Labeled-object pointing entries
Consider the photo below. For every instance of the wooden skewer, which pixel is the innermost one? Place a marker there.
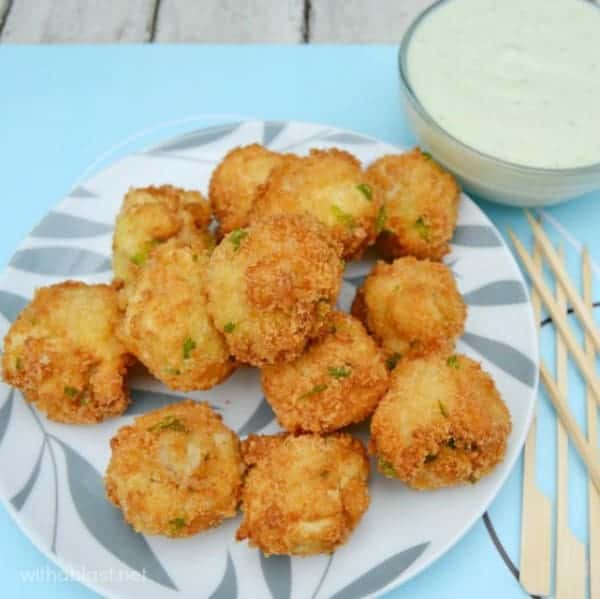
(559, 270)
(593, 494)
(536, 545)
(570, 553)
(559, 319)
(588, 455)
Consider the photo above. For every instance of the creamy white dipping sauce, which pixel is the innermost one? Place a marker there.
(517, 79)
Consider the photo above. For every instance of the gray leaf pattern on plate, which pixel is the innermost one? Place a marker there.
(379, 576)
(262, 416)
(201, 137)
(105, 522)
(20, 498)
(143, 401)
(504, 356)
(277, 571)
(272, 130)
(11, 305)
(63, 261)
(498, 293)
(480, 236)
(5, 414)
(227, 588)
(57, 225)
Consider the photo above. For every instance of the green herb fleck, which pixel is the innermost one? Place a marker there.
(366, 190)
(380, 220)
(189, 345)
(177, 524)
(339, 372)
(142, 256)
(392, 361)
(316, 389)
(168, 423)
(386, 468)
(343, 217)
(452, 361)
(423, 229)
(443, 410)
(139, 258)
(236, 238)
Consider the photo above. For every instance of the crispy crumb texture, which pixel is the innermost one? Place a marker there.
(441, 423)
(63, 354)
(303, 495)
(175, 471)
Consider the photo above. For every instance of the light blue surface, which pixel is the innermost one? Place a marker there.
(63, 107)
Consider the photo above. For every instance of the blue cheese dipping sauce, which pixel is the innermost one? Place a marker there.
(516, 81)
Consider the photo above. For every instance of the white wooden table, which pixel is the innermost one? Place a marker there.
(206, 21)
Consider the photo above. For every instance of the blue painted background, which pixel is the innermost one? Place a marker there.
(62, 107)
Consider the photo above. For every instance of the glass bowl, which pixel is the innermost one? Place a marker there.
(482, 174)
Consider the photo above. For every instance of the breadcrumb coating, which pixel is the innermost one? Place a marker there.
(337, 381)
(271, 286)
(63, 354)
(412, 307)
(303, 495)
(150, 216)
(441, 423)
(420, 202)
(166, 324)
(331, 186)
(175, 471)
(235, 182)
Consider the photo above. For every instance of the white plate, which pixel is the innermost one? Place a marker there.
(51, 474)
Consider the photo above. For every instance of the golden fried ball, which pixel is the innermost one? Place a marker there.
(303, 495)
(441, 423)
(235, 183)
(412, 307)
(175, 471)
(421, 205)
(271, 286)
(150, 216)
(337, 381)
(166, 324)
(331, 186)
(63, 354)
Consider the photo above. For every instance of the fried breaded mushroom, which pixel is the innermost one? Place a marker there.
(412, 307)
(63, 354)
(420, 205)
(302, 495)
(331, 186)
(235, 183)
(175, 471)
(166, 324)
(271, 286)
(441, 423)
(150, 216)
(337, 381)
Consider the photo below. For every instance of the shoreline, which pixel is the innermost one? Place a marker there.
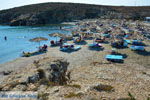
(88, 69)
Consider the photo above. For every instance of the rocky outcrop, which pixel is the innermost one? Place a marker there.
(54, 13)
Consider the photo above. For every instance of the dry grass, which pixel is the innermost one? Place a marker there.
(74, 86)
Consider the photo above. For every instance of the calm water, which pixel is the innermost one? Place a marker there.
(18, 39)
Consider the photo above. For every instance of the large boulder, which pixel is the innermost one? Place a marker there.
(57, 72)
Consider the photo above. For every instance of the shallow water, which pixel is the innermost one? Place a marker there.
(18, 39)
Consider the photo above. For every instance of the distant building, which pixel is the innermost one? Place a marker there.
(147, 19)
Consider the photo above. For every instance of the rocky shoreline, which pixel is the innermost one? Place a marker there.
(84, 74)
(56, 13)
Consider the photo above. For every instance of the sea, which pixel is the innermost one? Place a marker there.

TASK OBJECTIVE
Only the lines from the one holding "Consider the photo above. For every instance of the glass" through the last line of the records should be output, please, exactly and without any pictures.

TASK OUTPUT
Consider the photo above. For every instance of the glass bowl, which pixel is the innermost one? Place a marker there.
(482, 174)
Consider the photo above. For every instance of the breadcrumb coating, which pixel is the innermost one? Place a marker there.
(337, 381)
(271, 286)
(63, 354)
(412, 307)
(303, 495)
(150, 216)
(441, 423)
(420, 202)
(166, 324)
(331, 186)
(175, 471)
(235, 182)
Consider the photo above. For every instance of the white plate, which pixel is the innermost one? Place a marker there.
(51, 474)
Consider the photo above. For every instance of the golden fried ball, which pixel is the innermost one? Place a marker there.
(303, 495)
(441, 423)
(235, 183)
(412, 307)
(175, 471)
(421, 205)
(271, 286)
(150, 216)
(337, 381)
(166, 324)
(331, 186)
(63, 354)
Consider the photo above. For every instance of the fried breaded mushroom, which pixel is the innermost one? Place a marker there.
(412, 307)
(63, 354)
(420, 205)
(302, 495)
(331, 186)
(235, 183)
(175, 471)
(166, 324)
(271, 286)
(441, 423)
(150, 216)
(337, 381)
Consider the photo below. For every instance of the shoreline, which pixel is the innermost one? Place a marker there.
(88, 69)
Consider the photo above. For every instance of the rocky outcrop, which pixel is the innermost one? Place a marker there.
(54, 13)
Consider the photo above. For every instance of the dry grass, which pixel is the innermost one? Place a marker there.
(74, 86)
Consider the photo above. For every instance of the calm water, which pixel is the innermost one? Place a marker there.
(18, 39)
Consider the photo above. For every instance of the large boulder, which pixel is the innermost one? Place a marker there.
(57, 72)
Consider the photo above. For every instance of the shallow water, which pixel is the innermost one? Place a marker there.
(18, 39)
Consider the photo above. For every instance of the distant building, which pixel is the innermost one? Place a marker there.
(147, 19)
Consider the photo above. For every instance of the rocky shoreline, which pixel is the innermost one? Place a marker there.
(84, 74)
(56, 13)
Consider the photo above. For every instance of the sea, which pixel is the innermost one? Place a marker there.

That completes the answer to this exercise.